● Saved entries
┄┄┄┄┄┄
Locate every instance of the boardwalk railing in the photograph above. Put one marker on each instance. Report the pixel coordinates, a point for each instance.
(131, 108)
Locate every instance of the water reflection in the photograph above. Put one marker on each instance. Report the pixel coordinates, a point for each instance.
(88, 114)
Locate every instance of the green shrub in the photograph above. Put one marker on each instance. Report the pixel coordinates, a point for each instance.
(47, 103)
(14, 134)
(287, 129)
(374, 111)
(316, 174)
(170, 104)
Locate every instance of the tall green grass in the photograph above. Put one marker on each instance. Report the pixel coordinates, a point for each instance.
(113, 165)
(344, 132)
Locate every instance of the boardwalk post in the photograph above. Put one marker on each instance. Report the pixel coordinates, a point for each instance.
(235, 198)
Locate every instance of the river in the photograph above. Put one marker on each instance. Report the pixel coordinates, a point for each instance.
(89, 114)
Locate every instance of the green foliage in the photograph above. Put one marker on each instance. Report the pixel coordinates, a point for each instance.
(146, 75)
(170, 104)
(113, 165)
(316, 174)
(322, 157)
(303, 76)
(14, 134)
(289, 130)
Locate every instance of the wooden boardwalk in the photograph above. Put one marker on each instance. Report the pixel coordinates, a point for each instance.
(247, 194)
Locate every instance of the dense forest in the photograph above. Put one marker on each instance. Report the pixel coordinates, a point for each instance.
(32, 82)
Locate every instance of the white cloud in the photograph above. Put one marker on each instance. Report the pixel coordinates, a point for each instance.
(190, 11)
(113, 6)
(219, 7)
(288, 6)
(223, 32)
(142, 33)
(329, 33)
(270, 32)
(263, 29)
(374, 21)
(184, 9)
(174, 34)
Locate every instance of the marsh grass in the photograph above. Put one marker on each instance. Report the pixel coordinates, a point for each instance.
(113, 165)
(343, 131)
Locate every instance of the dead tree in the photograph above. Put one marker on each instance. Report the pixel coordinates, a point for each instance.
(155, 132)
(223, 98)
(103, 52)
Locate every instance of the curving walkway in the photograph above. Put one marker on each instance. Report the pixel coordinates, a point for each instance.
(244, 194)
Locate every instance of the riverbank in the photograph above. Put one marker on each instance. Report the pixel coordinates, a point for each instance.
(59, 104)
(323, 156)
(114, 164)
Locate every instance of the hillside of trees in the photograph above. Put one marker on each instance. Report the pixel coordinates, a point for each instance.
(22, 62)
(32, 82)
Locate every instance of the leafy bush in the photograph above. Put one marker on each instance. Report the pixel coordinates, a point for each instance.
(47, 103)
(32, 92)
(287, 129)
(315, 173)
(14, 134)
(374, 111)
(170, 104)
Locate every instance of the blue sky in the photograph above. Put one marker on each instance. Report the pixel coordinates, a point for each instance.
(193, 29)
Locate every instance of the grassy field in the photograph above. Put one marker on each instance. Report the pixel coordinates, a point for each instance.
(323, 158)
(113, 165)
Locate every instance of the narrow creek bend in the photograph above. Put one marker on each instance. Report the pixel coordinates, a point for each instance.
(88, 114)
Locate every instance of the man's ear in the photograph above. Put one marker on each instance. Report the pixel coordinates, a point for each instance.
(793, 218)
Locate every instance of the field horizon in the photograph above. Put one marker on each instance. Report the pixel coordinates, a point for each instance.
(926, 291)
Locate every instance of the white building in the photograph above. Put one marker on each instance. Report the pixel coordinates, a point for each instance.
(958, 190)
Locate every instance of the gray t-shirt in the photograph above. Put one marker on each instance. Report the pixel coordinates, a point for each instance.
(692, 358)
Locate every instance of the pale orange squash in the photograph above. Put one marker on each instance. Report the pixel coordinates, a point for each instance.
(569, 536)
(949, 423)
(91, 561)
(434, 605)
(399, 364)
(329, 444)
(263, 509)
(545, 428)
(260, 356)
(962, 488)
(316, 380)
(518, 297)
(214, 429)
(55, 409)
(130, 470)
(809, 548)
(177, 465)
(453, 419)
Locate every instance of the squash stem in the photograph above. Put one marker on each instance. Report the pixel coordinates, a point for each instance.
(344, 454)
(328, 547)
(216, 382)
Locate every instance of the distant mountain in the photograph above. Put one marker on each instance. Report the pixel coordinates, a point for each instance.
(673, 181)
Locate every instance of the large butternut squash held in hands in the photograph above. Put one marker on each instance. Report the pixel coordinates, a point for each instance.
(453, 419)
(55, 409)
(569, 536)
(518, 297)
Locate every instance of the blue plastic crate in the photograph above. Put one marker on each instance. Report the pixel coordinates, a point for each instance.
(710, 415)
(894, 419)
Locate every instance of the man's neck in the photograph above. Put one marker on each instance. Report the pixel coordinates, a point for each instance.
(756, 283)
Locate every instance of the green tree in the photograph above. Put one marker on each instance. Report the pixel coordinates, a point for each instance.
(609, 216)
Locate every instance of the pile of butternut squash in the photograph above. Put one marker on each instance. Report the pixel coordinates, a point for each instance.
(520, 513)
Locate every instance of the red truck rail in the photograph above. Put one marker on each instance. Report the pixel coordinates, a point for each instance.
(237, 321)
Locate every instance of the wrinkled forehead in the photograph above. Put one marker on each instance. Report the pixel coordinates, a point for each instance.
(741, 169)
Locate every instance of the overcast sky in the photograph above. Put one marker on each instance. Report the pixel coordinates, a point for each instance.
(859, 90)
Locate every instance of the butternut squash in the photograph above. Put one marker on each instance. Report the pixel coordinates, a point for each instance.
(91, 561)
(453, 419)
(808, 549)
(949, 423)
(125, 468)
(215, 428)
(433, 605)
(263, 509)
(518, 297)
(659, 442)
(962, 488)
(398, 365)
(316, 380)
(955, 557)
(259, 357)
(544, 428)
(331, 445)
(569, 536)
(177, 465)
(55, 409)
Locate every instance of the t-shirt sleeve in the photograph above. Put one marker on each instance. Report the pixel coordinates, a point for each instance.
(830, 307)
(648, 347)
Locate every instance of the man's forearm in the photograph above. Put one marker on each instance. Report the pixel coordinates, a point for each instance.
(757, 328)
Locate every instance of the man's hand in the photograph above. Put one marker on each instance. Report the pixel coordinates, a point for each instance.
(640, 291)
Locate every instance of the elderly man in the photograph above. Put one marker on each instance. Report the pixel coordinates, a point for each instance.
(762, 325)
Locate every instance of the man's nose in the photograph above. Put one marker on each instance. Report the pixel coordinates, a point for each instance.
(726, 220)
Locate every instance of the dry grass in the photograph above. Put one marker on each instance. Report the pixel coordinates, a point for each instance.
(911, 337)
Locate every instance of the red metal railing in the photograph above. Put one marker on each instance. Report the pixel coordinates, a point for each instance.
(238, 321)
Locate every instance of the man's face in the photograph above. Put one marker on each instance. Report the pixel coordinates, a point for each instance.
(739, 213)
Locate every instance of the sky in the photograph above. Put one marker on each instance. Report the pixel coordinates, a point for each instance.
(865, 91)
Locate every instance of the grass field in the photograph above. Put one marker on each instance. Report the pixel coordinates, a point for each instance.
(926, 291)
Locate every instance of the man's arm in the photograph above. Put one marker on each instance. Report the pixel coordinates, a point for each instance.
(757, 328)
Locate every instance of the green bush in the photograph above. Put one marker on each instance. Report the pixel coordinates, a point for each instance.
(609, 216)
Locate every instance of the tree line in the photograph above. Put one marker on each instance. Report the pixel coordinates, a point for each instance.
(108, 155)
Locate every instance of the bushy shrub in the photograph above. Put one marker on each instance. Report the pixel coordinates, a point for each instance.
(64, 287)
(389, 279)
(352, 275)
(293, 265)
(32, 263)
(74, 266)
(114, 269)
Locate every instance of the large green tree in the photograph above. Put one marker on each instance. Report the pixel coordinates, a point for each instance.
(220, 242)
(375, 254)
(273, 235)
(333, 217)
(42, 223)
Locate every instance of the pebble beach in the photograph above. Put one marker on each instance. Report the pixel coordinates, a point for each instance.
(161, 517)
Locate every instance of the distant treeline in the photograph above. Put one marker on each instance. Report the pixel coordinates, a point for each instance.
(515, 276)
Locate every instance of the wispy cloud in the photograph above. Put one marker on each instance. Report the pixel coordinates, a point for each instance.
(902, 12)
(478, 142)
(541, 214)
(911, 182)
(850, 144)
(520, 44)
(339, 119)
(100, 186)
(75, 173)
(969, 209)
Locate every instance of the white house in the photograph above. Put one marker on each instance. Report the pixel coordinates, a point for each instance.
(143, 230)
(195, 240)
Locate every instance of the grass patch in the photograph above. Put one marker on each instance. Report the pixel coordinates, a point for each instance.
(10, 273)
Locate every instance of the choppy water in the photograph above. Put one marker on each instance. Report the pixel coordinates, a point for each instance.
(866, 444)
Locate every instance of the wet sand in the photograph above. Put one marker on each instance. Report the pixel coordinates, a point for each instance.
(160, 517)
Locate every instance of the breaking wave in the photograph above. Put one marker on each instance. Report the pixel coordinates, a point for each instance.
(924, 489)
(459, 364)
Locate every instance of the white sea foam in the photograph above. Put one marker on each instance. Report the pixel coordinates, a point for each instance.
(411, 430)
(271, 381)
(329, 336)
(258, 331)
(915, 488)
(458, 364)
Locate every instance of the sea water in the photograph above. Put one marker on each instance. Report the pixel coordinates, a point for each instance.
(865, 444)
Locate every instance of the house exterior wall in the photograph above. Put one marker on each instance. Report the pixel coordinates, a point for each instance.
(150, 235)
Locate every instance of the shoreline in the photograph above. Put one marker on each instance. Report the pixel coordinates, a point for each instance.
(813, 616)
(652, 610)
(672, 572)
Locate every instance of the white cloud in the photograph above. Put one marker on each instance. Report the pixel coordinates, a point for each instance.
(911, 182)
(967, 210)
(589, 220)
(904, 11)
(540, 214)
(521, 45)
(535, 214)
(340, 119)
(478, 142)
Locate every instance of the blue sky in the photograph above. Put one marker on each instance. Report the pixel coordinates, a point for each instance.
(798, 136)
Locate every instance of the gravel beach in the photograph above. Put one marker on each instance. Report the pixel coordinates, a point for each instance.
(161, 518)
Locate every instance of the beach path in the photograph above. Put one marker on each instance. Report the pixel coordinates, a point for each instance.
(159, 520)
┄┄┄┄┄┄
● Task to complete
What is needed is a word-for-word restatement of every line from the one with "Locate every instance of the wet" to the end of the entries above.

● Exercise result
Locate every instance of the wet sand in the photograph above. Put one marker on each instance. Report the pixel coordinates, a point for each instance.
(160, 517)
Locate every instance of the breaking wave in the photograph above. Put one marker on each instance. Report the pixel coordinates, a point for each instance.
(924, 489)
(459, 364)
Locate every instance of the white sea foam in the photograph above. Put one marker on each instance. Report the pixel coordinates, a point for each instance.
(411, 430)
(271, 381)
(329, 336)
(258, 331)
(915, 488)
(458, 364)
Locate every instance of the sea water in the photograph above. Put one marker on each instance. Report the pixel coordinates, a point for each instance.
(865, 444)
Locate every instance of the house exterior wall in the photograph above. Put one marker on each instance. Report the pixel coordinates, a point for each instance.
(150, 235)
Locate every instance of the shoreline in the photograph above. Put one marker on each instance. Report the pixel coordinates, a point for each instance.
(813, 616)
(652, 610)
(672, 572)
Locate every instance of the white cloud in the photograph above. Put one marker on each instance. Report the pixel coordinates, a point for each instance.
(911, 182)
(967, 210)
(589, 220)
(904, 11)
(540, 214)
(521, 45)
(535, 214)
(340, 119)
(478, 142)
Locate every instance of the blue sky in the photograph above. Put one marker on each instance. Report the pixel coordinates, a point for each instance.
(798, 136)
Locate every instance of the gravel beach in the photograph above. Put one marker on each instance. Report the pixel coordinates, a point for each instance.
(161, 518)
Locate every instance of the beach path in the photograph above. Put one marker on each instance. Report the pixel coordinates, a point for each instance.
(159, 520)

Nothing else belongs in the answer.